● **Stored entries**
━━━

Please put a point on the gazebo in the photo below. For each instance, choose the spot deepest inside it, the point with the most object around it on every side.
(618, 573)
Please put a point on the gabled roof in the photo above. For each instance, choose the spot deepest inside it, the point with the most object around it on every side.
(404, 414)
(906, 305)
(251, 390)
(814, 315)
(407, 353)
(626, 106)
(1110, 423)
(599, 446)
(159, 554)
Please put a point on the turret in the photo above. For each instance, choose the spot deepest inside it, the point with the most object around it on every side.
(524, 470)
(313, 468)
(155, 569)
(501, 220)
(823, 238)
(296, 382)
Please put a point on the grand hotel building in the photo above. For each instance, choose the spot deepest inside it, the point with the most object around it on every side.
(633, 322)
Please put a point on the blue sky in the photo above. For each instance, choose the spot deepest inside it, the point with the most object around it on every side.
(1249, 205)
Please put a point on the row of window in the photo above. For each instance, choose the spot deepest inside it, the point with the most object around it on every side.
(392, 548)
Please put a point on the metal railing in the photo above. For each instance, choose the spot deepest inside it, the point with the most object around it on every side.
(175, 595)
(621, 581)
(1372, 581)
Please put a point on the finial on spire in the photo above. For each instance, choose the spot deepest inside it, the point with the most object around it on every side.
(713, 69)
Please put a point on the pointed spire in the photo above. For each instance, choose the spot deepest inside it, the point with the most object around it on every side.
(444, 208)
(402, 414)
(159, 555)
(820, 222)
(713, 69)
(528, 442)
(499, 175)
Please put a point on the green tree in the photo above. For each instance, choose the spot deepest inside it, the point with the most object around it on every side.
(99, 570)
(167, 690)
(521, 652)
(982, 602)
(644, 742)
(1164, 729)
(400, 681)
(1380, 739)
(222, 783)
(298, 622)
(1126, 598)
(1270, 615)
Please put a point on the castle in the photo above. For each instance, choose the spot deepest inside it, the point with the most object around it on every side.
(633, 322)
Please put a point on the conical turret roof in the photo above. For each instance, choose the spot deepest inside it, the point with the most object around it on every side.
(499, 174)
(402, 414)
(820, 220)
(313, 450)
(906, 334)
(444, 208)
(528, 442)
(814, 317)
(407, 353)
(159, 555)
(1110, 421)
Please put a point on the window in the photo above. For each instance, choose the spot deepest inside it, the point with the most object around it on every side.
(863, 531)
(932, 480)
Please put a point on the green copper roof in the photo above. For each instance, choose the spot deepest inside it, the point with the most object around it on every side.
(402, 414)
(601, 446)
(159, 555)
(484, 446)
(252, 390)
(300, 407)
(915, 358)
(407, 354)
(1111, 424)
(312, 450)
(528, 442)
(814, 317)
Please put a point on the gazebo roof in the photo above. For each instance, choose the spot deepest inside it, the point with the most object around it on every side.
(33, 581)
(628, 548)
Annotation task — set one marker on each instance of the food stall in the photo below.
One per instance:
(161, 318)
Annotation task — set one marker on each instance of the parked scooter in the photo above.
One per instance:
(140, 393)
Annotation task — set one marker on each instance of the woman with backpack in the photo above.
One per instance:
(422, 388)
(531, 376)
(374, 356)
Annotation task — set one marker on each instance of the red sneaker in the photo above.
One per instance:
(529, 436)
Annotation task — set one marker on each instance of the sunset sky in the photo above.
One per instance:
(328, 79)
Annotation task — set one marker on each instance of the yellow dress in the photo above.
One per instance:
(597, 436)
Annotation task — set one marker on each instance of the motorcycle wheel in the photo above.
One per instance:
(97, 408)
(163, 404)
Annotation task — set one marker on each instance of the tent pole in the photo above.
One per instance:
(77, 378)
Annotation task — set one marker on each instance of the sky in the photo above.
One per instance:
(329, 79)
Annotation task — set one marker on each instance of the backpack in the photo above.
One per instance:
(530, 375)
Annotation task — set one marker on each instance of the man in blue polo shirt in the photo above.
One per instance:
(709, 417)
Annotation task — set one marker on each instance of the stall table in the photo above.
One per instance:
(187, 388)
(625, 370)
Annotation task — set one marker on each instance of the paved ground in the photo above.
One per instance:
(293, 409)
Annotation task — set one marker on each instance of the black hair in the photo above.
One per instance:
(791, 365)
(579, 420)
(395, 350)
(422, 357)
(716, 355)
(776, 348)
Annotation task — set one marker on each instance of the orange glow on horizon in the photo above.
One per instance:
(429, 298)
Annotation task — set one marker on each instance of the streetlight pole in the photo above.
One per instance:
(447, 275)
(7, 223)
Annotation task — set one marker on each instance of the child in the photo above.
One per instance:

━━━

Transcribe all the entries, keeping each one exactly as it is.

Please put a point on the gazebo in the photo below. For each instance, choose the spot deepest inside it, the point with the most object around it on every side.
(618, 573)
Please put a point on the gabled roof in the photo above. For each instance, choose the spot deepest inside it, the point with the most object around it on every side.
(404, 414)
(906, 305)
(251, 390)
(814, 315)
(407, 353)
(626, 106)
(1110, 423)
(599, 446)
(159, 554)
Please put a point on the turret in the photo above. For each instance, choose the spot deepest inside it, the point with the most object around it on every side.
(524, 470)
(313, 468)
(155, 569)
(501, 220)
(823, 238)
(296, 382)
Please put a point on the grand hotel building in the photo above. For each instance, choose the spot deepest inside it, the point with the most object around it on every side.
(633, 322)
Please put a point on the blue sky in the photo above. For each instance, choose the spot deepest inside it, the point with the most object around it on every side.
(1249, 205)
Please put a point on the row of window in the photo above. For each instance, choose the spot deepest inside it, the point with the most object around it on every side.
(392, 548)
Please put a point on the metal railing in the photo above. For each instance, choose the spot deepest inside it, the point with the most object around it on every side.
(175, 595)
(621, 581)
(1372, 581)
Please put a point on the finial on spire in the photo above. For each instance, choose the spot deepest inside it, the point with the most object around it on every side.
(713, 69)
Please put a point on the pointed spire in the photo above. For each instance, choose the spot deepest inside it, the point with the most object around it on every side.
(444, 208)
(402, 414)
(159, 555)
(820, 222)
(713, 69)
(528, 442)
(499, 175)
Please put a point on the green tree in the photo above. For each instance, choose the spot deepest inside it, the point with the most object around it on every side.
(99, 570)
(167, 690)
(521, 652)
(982, 602)
(644, 742)
(1164, 729)
(400, 681)
(1380, 739)
(222, 783)
(298, 622)
(1126, 598)
(1270, 615)
Please put a point on the castle in the photo above. For each instance, choose the spot deepest inside it, the point with the most object around it on every side.
(633, 322)
Please put a point on the conical turret roof in the photo above. For each instance, choose the spot deepest inside it, the point with the most object around it on every side.
(499, 174)
(402, 414)
(820, 220)
(313, 450)
(906, 334)
(444, 208)
(528, 442)
(814, 317)
(407, 353)
(159, 555)
(1110, 421)
Please put a point on the window in the photo above. For each instance, choose the spot deepest inside it, the point with the most object around it on every side.
(863, 531)
(932, 480)
Please put a point on the green copper roof in the photo above. For each instance, choose the spot deepest inside it, the point with the most object around it on every side.
(402, 414)
(601, 446)
(159, 555)
(484, 446)
(252, 390)
(300, 407)
(915, 358)
(407, 354)
(1111, 424)
(312, 450)
(528, 442)
(814, 317)
Please put a point on the gazebo roof in the photo above. For each instance, choose the spot deepest inside it, the point with the most object around it on every side.
(33, 581)
(628, 548)
Annotation task — set one marker on each instance of the food stall in the photo below.
One per instance:
(161, 318)
Annotation task — set one marker on each instance of the parked scooter in the photo above.
One per instance:
(140, 393)
Annotation task — set one marker on each instance of the woman with backpack in the photo above.
One per instance:
(422, 388)
(531, 376)
(374, 356)
Annotation task — set one marker on each instance of the red sneaker in the photo above.
One per instance:
(529, 436)
Annotation task — set one marker on each instance of the sunset sky in the photo above.
One per instance:
(328, 79)
Annotation task — set one marker on each instance of the yellow dress in the photo above.
One per instance:
(597, 436)
Annotation task — set one marker on each instance of the motorcycle wheel in the photo above.
One per instance:
(97, 408)
(163, 404)
Annotation task — set one marker on each instance of the tent pole in the photo above.
One per instance:
(77, 378)
Annotation task — set one marker on each instance of the sky in the photo above.
One per instance:
(329, 79)
Annotation task — set one marker on each instance of the backpack in the photo above.
One per instance:
(530, 375)
Annotation task — set one marker on each instance of the man in blue polo shirt in the photo above.
One per instance:
(709, 417)
Annotation task — set one marker on each instance of the stall table in the photo above.
One per instance:
(187, 388)
(625, 370)
Annotation task — set one marker on each instance of the paved ground in the photo above.
One per instance:
(293, 409)
Annotation task — set one marker on each instance of the black hair in the photo above.
One per instance:
(791, 365)
(579, 420)
(395, 350)
(422, 357)
(716, 355)
(776, 348)
Annotation task — set one marker on each instance of the orange glow on horizon in the photo above.
One per instance:
(429, 298)
Annotation task — set one marker on each instance of the streetlight pole in the photo above.
One per instance:
(447, 275)
(7, 223)
Annotation task — set one marker on each instance of the child in the photo above.
One per instance:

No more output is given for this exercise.